# Aim
Copy the data from its start through the line containing "Mark the region of every instance of the black", inclusive, swapping "trekking pole" for "walking stick" and leaving everything else unchanged.

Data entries
———

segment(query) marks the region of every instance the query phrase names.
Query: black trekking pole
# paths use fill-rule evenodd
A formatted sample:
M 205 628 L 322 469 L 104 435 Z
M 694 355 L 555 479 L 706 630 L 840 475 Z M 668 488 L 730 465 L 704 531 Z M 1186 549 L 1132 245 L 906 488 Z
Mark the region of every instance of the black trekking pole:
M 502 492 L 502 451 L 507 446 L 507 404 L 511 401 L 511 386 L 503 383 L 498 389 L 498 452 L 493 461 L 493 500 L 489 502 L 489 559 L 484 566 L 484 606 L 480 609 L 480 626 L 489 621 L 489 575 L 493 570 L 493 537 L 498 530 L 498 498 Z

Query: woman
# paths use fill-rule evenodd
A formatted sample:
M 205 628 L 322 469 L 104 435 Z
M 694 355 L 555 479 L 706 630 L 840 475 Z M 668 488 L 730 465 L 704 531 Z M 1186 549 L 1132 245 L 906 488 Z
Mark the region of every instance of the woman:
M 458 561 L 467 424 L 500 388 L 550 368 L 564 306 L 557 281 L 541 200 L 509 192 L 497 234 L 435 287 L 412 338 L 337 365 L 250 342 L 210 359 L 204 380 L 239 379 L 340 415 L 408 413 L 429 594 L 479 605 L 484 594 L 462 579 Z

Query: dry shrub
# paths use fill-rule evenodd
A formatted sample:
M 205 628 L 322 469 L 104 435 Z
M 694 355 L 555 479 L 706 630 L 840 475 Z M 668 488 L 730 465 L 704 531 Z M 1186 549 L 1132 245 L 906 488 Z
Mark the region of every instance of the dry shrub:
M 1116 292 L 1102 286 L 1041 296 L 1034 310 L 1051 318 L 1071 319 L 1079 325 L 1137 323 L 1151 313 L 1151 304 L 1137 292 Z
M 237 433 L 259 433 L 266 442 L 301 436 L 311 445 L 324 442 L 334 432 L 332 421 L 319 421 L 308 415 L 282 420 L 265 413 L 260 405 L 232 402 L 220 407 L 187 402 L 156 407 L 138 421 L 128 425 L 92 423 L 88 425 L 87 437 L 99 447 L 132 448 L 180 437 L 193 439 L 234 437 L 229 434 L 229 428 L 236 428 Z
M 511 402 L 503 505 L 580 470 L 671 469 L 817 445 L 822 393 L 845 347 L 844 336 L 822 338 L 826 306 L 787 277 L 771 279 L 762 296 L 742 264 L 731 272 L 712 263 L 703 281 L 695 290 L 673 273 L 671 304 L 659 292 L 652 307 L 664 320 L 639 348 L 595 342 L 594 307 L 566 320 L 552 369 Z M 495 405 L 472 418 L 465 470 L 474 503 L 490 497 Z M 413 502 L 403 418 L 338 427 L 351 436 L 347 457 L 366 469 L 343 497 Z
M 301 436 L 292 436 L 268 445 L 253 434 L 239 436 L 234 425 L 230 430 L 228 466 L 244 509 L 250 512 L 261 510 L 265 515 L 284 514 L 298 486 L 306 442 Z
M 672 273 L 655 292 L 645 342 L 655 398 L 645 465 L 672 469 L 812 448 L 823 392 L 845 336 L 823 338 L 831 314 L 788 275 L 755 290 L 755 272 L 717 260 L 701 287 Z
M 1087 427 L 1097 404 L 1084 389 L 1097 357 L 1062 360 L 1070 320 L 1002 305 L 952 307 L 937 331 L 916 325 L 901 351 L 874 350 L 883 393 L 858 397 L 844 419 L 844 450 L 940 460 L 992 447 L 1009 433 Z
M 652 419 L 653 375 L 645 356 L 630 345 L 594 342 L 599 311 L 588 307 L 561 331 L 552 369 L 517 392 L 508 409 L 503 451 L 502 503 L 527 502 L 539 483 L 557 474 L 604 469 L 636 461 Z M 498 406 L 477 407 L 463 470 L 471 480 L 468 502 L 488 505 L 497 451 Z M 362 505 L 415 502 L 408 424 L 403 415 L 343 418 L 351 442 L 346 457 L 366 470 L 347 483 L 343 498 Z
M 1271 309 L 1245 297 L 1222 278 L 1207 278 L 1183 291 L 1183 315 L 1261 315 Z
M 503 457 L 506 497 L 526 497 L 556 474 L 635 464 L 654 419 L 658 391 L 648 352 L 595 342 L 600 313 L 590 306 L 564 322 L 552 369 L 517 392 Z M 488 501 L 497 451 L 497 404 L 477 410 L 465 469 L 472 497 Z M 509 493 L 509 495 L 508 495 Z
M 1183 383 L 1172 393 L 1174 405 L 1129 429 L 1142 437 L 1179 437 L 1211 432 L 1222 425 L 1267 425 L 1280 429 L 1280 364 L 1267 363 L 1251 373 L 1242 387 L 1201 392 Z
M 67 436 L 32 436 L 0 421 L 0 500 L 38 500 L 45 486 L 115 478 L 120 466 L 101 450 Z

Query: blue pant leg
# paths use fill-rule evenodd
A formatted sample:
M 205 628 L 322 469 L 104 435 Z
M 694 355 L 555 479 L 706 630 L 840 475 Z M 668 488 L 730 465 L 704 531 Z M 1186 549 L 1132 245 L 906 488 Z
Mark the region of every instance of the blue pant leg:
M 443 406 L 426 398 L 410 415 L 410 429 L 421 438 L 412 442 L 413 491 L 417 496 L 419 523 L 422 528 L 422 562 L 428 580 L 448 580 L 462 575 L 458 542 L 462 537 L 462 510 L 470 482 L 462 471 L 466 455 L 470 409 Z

———

# Answer for this exercise
segment(query) marks the region of every instance the query phrase names.
Query: black walking stick
# paths use fill-rule evenodd
A formatted sample:
M 205 628 L 322 469 L 104 435 Z
M 694 355 L 555 479 L 706 630 L 840 475 Z M 668 488 L 730 465 L 704 531 Z M 1186 549 L 1132 245 L 906 488 Z
Mark the region of every instance of the black walking stick:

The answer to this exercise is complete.